- TASK TO CARRY OUT:
State how many lines of the entries hold the string "tree", and nothing more.

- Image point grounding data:
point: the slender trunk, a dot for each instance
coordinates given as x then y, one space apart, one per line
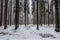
10 11
37 16
17 15
48 12
5 14
1 12
57 29
25 10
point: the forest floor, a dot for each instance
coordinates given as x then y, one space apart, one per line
29 32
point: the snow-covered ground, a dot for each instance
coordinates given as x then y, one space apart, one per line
29 32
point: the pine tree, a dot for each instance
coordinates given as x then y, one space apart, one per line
5 14
1 12
17 15
57 29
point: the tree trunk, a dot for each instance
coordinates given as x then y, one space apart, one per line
57 29
17 15
5 14
37 16
25 10
1 12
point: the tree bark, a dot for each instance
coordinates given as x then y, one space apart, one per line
5 14
57 28
1 12
17 15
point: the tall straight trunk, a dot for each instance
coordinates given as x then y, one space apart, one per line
48 12
10 11
25 10
5 14
44 11
57 29
37 16
41 13
17 15
1 12
52 13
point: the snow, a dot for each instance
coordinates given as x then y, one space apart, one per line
29 32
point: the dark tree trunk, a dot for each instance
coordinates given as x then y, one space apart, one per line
48 12
25 10
5 14
17 15
1 12
44 11
10 11
57 29
37 16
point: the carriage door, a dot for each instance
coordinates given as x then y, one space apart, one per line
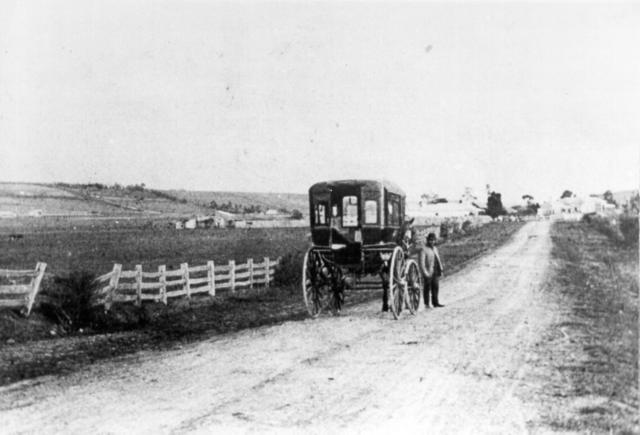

- OUTPUT FOR THIS EXERCISE:
4